Records from a dataset
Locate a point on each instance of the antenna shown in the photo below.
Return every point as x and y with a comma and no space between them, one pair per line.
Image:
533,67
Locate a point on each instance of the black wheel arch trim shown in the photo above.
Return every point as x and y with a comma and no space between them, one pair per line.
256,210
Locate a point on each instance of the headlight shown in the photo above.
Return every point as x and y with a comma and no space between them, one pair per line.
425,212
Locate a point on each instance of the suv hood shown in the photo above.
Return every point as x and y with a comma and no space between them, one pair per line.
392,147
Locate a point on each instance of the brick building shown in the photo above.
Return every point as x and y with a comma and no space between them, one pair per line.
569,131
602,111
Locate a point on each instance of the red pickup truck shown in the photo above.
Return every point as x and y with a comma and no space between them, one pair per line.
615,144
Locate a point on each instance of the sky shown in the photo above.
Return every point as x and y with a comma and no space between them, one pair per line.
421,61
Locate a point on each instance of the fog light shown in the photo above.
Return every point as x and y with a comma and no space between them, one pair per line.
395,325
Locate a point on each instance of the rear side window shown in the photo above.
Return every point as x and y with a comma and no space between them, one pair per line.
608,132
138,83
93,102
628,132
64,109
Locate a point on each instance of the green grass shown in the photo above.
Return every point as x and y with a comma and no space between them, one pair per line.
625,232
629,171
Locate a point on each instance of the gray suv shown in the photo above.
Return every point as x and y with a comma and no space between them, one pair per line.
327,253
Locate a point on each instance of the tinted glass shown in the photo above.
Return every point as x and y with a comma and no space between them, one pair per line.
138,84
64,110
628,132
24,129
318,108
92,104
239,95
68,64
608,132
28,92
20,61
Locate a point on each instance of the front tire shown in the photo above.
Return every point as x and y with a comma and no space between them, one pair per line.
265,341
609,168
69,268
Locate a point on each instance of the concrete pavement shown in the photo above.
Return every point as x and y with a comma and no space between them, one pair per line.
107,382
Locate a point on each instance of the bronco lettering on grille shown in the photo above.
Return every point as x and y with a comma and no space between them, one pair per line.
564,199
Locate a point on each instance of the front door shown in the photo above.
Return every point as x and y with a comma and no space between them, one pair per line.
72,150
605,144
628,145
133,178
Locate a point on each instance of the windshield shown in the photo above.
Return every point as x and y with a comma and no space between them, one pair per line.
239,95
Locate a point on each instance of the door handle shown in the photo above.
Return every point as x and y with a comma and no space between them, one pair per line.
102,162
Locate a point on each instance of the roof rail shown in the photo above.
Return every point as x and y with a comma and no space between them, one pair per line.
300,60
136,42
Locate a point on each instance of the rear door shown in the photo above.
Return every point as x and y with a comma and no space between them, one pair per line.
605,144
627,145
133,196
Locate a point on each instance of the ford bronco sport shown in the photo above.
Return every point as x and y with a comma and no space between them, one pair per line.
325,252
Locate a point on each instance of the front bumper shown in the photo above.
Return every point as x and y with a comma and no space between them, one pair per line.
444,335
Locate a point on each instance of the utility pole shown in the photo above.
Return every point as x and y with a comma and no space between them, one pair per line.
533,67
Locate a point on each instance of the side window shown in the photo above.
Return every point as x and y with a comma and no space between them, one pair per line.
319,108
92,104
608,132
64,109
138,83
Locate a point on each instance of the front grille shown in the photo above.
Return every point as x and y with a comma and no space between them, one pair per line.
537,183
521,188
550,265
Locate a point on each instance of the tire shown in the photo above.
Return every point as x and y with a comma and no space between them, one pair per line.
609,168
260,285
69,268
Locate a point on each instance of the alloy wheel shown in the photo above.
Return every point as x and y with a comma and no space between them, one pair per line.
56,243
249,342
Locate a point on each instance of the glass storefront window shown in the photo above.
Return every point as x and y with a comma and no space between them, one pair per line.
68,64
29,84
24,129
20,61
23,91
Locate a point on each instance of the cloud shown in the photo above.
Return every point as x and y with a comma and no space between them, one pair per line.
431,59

Exercise directions | Only lines containing the string "glass" are needed. Pull each of them out of the records above.

Result |
Locate a point on each instance of the tinted glass shown in the photo above.
Locate a point on each instance of the glass storefront window shown in the photo above.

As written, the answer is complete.